▸ **Problem 1**:
List every common name that the harlequin sharkminnow article gives for Labeo cyclorhynchus.
▸ **Problem 2**:
Continue the harlequin sharkminnow article from its last sentence.

▸ **Text shown**:
Harlequin sharkminnow
- Conservation status: Least Concern (IUCN 3.1)

Scientific classification
- Kingdom: Animalia
- Phylum: Chordata
- Class: Actinopterygii
- Order: Cypriniformes
- Family: Cyprinidae
- Subfamily: Labeoninae
- Genus: Labeo
- Species: L. cyclorhynchus
- Binomial name: Labeo cyclorhynchus Boulenger, 1899
- Synonyms: Labeo variegatus Pellegrin, 1901;

= Harlequin sharkminnow =

- Authority: Boulenger, 1899
- Conservation status: LC
- Synonyms: Labeo variegatus Pellegrin, 1901

Species of fish

The harlequin sharkminnow (Labeo cyclorhynchus) is a freshwater cyprinid fish from central Africa. It is also known as the harlequin shark and variegated shark, especially in the aquarium hobby.

▸ **Provided material**:
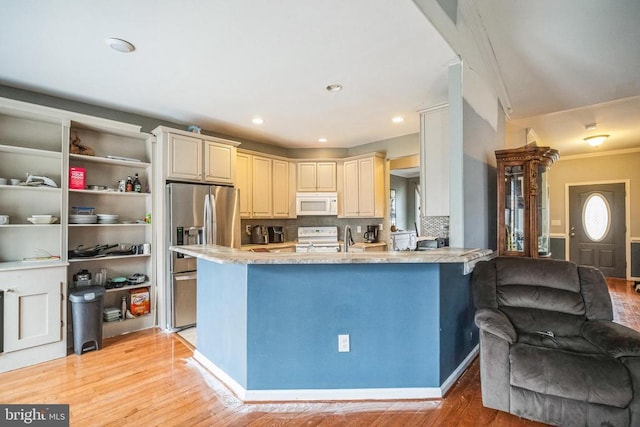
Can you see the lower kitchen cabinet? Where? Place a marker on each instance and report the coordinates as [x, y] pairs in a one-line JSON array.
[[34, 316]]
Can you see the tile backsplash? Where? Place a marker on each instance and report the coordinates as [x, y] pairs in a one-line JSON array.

--

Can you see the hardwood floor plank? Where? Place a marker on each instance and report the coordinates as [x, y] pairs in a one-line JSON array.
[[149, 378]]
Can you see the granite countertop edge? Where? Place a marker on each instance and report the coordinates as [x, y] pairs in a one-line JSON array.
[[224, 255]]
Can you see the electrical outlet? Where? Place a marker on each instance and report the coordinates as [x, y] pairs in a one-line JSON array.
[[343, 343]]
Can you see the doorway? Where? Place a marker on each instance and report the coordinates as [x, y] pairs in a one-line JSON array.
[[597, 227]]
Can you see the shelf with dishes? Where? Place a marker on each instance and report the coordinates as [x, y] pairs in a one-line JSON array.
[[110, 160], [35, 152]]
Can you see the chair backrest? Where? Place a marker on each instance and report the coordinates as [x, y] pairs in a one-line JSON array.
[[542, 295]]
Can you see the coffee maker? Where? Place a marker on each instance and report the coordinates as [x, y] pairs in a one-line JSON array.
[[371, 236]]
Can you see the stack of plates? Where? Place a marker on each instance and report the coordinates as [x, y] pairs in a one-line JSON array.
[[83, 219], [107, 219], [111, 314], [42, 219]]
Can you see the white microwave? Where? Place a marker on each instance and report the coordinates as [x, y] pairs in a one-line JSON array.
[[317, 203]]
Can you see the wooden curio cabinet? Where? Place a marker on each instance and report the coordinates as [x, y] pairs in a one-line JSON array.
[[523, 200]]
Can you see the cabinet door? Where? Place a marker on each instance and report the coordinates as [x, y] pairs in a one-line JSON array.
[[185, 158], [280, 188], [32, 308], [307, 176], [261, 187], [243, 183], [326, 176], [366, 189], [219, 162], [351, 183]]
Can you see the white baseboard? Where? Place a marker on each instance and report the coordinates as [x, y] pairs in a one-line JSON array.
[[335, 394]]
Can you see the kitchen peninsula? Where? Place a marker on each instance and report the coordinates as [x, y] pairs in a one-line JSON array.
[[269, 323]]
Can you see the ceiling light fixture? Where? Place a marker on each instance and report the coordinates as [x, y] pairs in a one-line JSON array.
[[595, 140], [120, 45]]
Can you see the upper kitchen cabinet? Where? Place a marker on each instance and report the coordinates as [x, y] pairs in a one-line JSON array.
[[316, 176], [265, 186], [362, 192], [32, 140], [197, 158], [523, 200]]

---

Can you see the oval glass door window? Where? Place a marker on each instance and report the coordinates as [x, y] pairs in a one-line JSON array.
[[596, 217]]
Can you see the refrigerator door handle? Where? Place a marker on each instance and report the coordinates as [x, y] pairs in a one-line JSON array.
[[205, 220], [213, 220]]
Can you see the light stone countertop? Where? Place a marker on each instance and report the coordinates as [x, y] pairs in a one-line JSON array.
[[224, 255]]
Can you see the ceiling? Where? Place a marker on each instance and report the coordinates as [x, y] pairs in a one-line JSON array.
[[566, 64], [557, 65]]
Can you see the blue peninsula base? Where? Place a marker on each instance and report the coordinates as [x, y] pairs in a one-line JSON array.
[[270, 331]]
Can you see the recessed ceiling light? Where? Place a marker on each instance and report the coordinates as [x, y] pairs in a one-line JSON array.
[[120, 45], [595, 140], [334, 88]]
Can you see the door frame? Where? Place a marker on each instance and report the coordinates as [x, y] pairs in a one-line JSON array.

▸ **Result 1**:
- harlequin sharkminnow
- harlequin shark
- variegated shark

▸ **Result 2**:
==Description==
The harlequin sharkminnow has a creamy yellow ground colour marked with grey, black mottling with translucent fins which are mottle black. They take their vernacular name from the vague resemblance these and similar freshwater species bear to true sharks, in that they have an elongated body with stiff fins. The colour and markings of the fish are most intense in the juveniles, but the colours fade as the fish mature. There is little sexual dimorphism, but the females are much thicker bodied than the males, especially when in spawning condition. The dorsal fin has 12 soft rays and has a deeply curved upper edge, and it has 31 - 32 vertebrae. The lips have rows of transverse ridges of tissue and they possess two pairs of well-developed barbels. They grow to 15 cm.

==Distribution==
The harlequin sharkminnow is widespread in the lower and middle Congo River basin, including the Ubangui River, in the Central African Republic, Congo and the Democratic Republic of the Congo and Ogowe River in Gabon.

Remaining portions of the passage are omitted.